[GIVEN INFORMATION]
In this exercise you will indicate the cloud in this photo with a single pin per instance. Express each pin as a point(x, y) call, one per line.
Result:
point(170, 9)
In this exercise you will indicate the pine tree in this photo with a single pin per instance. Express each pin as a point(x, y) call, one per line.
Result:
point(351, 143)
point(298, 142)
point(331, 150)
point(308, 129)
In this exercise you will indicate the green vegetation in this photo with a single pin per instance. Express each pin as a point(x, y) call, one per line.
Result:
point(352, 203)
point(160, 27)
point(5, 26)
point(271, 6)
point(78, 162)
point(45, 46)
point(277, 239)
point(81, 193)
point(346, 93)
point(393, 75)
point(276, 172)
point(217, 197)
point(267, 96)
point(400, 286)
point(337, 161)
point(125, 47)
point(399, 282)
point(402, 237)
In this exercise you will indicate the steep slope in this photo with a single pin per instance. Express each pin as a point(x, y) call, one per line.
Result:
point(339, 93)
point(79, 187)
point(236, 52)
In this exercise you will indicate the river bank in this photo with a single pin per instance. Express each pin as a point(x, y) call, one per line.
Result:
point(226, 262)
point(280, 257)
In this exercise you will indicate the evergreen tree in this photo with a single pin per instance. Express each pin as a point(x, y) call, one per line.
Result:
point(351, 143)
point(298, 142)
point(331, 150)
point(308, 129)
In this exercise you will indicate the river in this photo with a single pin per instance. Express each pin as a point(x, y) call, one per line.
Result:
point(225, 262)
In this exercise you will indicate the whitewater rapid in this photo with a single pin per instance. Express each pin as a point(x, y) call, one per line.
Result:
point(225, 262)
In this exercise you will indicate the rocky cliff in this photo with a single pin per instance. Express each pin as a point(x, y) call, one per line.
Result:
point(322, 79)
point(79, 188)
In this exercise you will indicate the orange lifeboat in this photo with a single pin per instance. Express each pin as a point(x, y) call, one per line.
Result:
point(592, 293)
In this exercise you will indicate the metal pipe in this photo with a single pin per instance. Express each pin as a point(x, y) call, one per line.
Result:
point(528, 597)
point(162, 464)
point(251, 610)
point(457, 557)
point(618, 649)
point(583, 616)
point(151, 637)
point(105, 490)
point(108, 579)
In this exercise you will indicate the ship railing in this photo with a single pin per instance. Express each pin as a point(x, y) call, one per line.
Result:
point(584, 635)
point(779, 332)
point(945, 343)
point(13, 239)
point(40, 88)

[WHAT YOU SHOULD DO]
Every record above is to be written out exactly.

[SOLUTION TO THIS PROBLEM]
In this exercise you will indicate the cloud in this photo with a single pin per instance. Express each pin as a point(x, y) call, one per line.
Result:
point(170, 9)
In this exercise you will indicate the pine tree in this photo with a single pin per instance. Express each pin as a point(x, y) call, one per line.
Result:
point(351, 143)
point(298, 142)
point(331, 150)
point(308, 129)
In this exercise you will indicate the green vegetation in this photo with a single pin per instance. Express each pin as a point(x, y) call, one per line.
Result:
point(352, 203)
point(160, 27)
point(5, 26)
point(271, 6)
point(78, 162)
point(45, 46)
point(277, 239)
point(81, 193)
point(346, 93)
point(393, 75)
point(276, 172)
point(217, 197)
point(267, 96)
point(400, 286)
point(337, 161)
point(125, 47)
point(399, 282)
point(402, 237)
In this exercise you will indicate the steep slope in this photo with a single pin per instance. Express each pin as a point(x, y) call, one per line.
Result:
point(339, 93)
point(79, 187)
point(236, 52)
In this exercise you will indicate the river bank in this photo with a single pin per instance. Express each pin as a point(x, y) call, one per line.
Result:
point(226, 262)
point(280, 257)
In this exercise you will indicate the evergreen tree in this photo with a single pin per instance. Express each pin as a point(x, y) call, one per line.
Result:
point(351, 143)
point(298, 142)
point(331, 150)
point(308, 129)
In this exercise you will indicate the river in this photo with a single pin per instance. Express each pin as a point(x, y) call, one per line.
Result:
point(225, 262)
In this exercise you will indicate the whitewater rapid in this photo with a single pin per instance. Express each pin as a point(x, y) call, one per line.
Result:
point(225, 262)
In this exercise you will indicate the rocky cliff in this photo with a single pin per instance. Express each pin as a point(x, y) call, one per line.
Result:
point(322, 79)
point(79, 188)
In this exercise you will indicate the orange lifeboat in this photo with a single pin per instance. Express each pin as a point(x, y) call, one per line.
Result:
point(592, 293)
In this exercise you will indicate the metal pipe in this photo with a single pin per instance. Express each pin as a point(x, y) call, one per line.
Result:
point(528, 597)
point(162, 464)
point(251, 610)
point(457, 557)
point(618, 649)
point(583, 616)
point(151, 637)
point(105, 490)
point(108, 579)
In this exercise you will indicate the ship railing in this photo with a single pin per instance. Express each pin as a point(x, y) call, one per line.
Result:
point(584, 635)
point(779, 332)
point(945, 343)
point(13, 239)
point(40, 88)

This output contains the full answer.